Task to carry out:
The answer should be an exact repeat of the stretch of material below from the line containing "[locate] garage roof" through the line containing "[locate] roof gutter".
++++++++++++++++++++
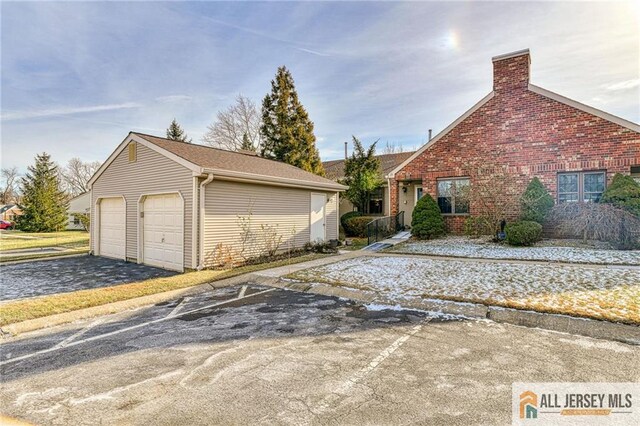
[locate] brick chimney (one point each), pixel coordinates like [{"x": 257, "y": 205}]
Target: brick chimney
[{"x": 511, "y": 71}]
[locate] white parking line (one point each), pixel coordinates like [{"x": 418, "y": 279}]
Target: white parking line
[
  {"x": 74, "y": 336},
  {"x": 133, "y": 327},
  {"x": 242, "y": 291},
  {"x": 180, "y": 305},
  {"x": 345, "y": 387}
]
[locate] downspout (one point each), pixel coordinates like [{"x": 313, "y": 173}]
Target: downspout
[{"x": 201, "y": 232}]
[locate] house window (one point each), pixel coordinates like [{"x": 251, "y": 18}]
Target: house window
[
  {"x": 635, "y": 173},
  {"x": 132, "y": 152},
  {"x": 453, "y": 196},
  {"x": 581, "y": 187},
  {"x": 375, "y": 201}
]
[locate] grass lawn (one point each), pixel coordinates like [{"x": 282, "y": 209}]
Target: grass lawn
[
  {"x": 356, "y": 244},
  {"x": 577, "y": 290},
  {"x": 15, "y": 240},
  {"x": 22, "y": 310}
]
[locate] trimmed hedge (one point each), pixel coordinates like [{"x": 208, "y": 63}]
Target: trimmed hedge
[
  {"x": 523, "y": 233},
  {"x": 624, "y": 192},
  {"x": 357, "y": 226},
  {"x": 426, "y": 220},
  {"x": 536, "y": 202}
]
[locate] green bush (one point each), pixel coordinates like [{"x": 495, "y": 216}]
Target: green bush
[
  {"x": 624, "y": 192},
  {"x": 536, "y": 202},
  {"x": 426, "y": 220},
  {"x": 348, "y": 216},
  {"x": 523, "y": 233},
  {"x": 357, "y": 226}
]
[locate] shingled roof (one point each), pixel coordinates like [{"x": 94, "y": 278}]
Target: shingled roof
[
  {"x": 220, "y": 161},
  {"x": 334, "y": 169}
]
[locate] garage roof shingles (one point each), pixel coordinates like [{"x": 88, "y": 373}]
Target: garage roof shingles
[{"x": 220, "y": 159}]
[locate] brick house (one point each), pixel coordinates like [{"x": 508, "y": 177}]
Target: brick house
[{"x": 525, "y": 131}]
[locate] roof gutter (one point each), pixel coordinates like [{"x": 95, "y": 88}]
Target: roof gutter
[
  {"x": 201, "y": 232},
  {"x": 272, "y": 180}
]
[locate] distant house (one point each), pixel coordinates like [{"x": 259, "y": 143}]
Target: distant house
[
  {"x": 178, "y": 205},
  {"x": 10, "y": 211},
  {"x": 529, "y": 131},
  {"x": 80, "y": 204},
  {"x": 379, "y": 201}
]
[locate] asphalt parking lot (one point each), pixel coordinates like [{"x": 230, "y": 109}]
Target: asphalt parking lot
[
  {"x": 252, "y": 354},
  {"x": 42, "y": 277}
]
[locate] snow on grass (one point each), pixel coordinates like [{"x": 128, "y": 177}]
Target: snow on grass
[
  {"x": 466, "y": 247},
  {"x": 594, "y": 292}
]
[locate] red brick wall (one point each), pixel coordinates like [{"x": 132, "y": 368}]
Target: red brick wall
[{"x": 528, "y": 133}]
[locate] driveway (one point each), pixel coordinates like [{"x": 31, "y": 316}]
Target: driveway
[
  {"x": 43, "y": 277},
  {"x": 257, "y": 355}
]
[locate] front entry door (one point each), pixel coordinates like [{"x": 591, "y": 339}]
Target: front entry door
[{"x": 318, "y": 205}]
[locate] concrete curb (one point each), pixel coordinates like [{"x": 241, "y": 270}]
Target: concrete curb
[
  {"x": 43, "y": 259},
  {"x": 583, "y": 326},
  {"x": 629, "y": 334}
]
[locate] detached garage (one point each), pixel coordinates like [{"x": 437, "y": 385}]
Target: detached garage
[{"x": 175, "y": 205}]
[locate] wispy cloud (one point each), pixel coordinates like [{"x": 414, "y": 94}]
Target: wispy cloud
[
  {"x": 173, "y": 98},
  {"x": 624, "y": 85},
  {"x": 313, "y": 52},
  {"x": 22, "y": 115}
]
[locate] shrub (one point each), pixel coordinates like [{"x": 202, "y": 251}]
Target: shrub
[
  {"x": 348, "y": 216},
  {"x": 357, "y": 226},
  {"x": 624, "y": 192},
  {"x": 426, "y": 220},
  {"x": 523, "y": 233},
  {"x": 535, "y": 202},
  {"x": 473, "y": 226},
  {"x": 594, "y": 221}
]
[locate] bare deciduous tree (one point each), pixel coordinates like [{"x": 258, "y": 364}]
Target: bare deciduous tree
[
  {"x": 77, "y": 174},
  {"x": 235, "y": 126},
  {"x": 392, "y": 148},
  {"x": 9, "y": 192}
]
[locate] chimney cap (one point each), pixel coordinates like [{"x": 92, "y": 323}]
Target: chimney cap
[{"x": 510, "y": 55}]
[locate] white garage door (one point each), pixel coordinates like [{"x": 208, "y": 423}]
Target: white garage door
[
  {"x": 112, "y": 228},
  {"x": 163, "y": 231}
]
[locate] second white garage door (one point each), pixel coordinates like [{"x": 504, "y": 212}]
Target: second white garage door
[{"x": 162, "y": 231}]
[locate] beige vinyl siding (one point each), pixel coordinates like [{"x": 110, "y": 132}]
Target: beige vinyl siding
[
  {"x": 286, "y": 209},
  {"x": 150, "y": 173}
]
++++++++++++++++++++
Task solution:
[locate] garage roof shingles (one point each), pixel coordinates like [{"x": 88, "y": 373}]
Target: garage roof shingles
[{"x": 220, "y": 159}]
[locate] brick house (one point each), pixel coordinates like [{"x": 508, "y": 177}]
Target: brick house
[{"x": 525, "y": 131}]
[locate] roof gutter (one point each), pixel coordinates like [{"x": 95, "y": 88}]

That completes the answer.